**AIM:** Each line should be copied exactly.
Start of STORED ROWS
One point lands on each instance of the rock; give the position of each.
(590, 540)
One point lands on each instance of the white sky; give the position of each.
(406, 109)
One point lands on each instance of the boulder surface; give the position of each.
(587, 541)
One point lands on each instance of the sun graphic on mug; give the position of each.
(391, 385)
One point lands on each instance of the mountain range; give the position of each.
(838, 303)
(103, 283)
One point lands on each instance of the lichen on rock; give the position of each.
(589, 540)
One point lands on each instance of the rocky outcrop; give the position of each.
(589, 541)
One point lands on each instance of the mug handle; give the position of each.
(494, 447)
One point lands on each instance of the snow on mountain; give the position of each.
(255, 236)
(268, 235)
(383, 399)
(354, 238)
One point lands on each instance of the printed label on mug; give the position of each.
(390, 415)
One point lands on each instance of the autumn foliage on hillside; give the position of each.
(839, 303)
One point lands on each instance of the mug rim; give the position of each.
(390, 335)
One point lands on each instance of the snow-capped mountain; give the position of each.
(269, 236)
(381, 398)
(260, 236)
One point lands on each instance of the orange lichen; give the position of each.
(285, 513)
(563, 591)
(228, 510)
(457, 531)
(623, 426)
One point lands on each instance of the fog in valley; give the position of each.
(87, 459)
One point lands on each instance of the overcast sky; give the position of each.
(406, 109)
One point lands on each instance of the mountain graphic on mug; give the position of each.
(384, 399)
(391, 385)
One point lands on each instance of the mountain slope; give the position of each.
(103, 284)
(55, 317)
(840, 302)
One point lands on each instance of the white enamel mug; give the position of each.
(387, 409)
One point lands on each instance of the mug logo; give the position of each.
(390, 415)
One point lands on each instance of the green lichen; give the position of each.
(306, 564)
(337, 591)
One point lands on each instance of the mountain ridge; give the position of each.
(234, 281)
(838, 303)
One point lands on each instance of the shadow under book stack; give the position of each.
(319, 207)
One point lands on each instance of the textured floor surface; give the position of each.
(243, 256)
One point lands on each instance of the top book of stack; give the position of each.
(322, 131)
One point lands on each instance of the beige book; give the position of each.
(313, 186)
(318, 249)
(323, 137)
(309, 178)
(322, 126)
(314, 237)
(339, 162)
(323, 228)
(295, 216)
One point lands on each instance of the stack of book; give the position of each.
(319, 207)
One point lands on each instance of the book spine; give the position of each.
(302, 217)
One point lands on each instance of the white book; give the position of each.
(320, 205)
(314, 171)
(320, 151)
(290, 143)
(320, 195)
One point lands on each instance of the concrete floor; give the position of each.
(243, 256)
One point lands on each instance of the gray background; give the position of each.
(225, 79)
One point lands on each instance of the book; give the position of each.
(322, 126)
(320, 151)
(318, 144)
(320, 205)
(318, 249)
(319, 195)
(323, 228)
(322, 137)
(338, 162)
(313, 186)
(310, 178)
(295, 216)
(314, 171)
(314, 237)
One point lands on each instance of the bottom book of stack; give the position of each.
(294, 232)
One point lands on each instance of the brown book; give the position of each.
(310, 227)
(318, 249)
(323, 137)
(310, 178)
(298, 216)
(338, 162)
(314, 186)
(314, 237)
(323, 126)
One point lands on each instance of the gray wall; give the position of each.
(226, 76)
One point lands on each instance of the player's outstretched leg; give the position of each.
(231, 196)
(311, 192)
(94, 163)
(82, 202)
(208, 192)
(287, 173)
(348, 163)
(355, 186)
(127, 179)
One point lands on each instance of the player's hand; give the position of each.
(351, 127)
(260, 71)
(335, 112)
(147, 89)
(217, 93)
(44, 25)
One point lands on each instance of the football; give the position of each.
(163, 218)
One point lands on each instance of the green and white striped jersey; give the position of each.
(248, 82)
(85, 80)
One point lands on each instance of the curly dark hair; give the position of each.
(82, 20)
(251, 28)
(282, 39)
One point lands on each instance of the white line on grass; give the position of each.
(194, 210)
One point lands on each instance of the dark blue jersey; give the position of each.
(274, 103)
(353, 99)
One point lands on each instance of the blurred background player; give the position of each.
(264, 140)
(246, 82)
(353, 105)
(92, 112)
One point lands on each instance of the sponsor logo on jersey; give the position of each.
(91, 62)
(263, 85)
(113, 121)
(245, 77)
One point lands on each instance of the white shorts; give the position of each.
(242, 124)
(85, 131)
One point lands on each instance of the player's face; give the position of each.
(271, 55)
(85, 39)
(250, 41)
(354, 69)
End of STORED ROWS
**RESULT OF THIS EXERCISE:**
One point lands on each instance of the rock; give the position of each.
(590, 540)
One point lands on each instance of the white sky; give the position of each.
(406, 109)
One point lands on each instance of the boulder surface; give the position of each.
(587, 541)
One point lands on each instance of the sun graphic on mug; give the position of each.
(391, 385)
One point lands on each instance of the mountain range; give the position of each.
(838, 303)
(103, 283)
One point lands on each instance of the lichen on rock; give the position of each.
(589, 540)
One point lands on each instance of the rocky outcrop; give the position of each.
(589, 541)
One point lands on each instance of the mug handle; give the position of each.
(494, 447)
One point lands on each instance of the snow on mountain; give the position of each.
(255, 236)
(268, 235)
(383, 399)
(354, 238)
One point lands on each instance of the printed label on mug; give the position of each.
(390, 415)
One point lands on each instance of the autumn foliage on hillside; give the position of each.
(839, 303)
One point lands on each instance of the mug rim; give the position of each.
(390, 335)
One point lands on each instance of the snow-capped mountain; give the position of each.
(269, 236)
(381, 398)
(260, 236)
One point lands on each instance of the orange lichen; give the position of each.
(285, 513)
(563, 591)
(228, 510)
(457, 531)
(623, 426)
One point lands on each instance of the fog in valley; give the position of each.
(87, 459)
One point lands on each instance of the overcast sky; give the position of each.
(406, 109)
One point lands on each instance of the mountain graphic on mug; give the position of each.
(384, 399)
(391, 385)
One point lands on each instance of the mountain slope; give the position of each.
(103, 284)
(55, 317)
(840, 302)
One point lands on each instance of the white enamel mug; give the position of each.
(387, 409)
One point lands on each instance of the mug logo; give the position of each.
(390, 415)
One point lands on each instance of the green lichen; give the position of each.
(306, 564)
(337, 591)
One point lands on each instance of the mountain ridge; give the position of each.
(234, 281)
(838, 303)
One point lands on each instance of the shadow under book stack; give the position of each.
(319, 207)
One point lands on each instance of the textured floor surface; give the position of each.
(243, 256)
One point lands on each instance of the top book of stack; give the position of each.
(322, 131)
One point lands on each instance of the beige book; give the position of each.
(313, 186)
(318, 249)
(323, 137)
(309, 178)
(322, 126)
(314, 237)
(339, 162)
(323, 228)
(295, 216)
One point lands on each instance of the stack of book; give the position of each.
(319, 207)
One point lands on each instance of the book spine; give the position of each.
(302, 217)
One point lands on each instance of the white book; give the position of each.
(320, 205)
(314, 171)
(320, 151)
(290, 143)
(320, 195)
One point lands on each instance of the concrete floor; give the position of each.
(243, 256)
One point lands on each instance of the gray background; give the position of each.
(225, 79)
One point lands on each instance of the book; give the position of each.
(322, 126)
(320, 151)
(318, 144)
(320, 205)
(318, 249)
(319, 195)
(323, 228)
(322, 137)
(338, 162)
(313, 186)
(310, 178)
(295, 216)
(314, 171)
(314, 237)
One point lands on each instance of the bottom book of stack; give the position of each.
(294, 232)
One point lands on each instance of the brown book; give the position of each.
(310, 227)
(318, 249)
(323, 137)
(310, 178)
(298, 216)
(338, 162)
(314, 186)
(314, 237)
(323, 126)
One point lands on each instance of the gray wall; give the position of each.
(226, 76)
One point lands on each instance of the player's outstretched leg; give the position of each.
(231, 196)
(311, 192)
(94, 163)
(82, 202)
(208, 192)
(287, 173)
(348, 163)
(355, 186)
(127, 179)
One point lands on each instance of the player's hand; give the position of each.
(351, 127)
(260, 71)
(335, 112)
(147, 89)
(217, 93)
(44, 25)
One point lands on each instance of the football; give the position of each.
(163, 218)
One point lands on each instance of the green and white striped jersey; give the position of each.
(248, 82)
(85, 80)
One point lands on each instance of the curly dark hair; give the position of each.
(82, 20)
(251, 28)
(282, 39)
One point lands on each instance of the white line on grass; give the position of each.
(194, 210)
One point lands on each instance of the dark blue jersey; give the position of each.
(274, 103)
(353, 99)
One point lands on each instance of the blurred background player; give the position of each.
(264, 140)
(246, 82)
(353, 105)
(92, 112)
One point lands on each instance of the sponsor logo on jersey; give the position of each.
(91, 62)
(263, 85)
(113, 121)
(245, 77)
One point lands on each instance of the white shorts; give the position of each.
(242, 124)
(85, 131)
One point lands on each instance of the player's face; give the position of each.
(271, 55)
(85, 39)
(250, 41)
(354, 69)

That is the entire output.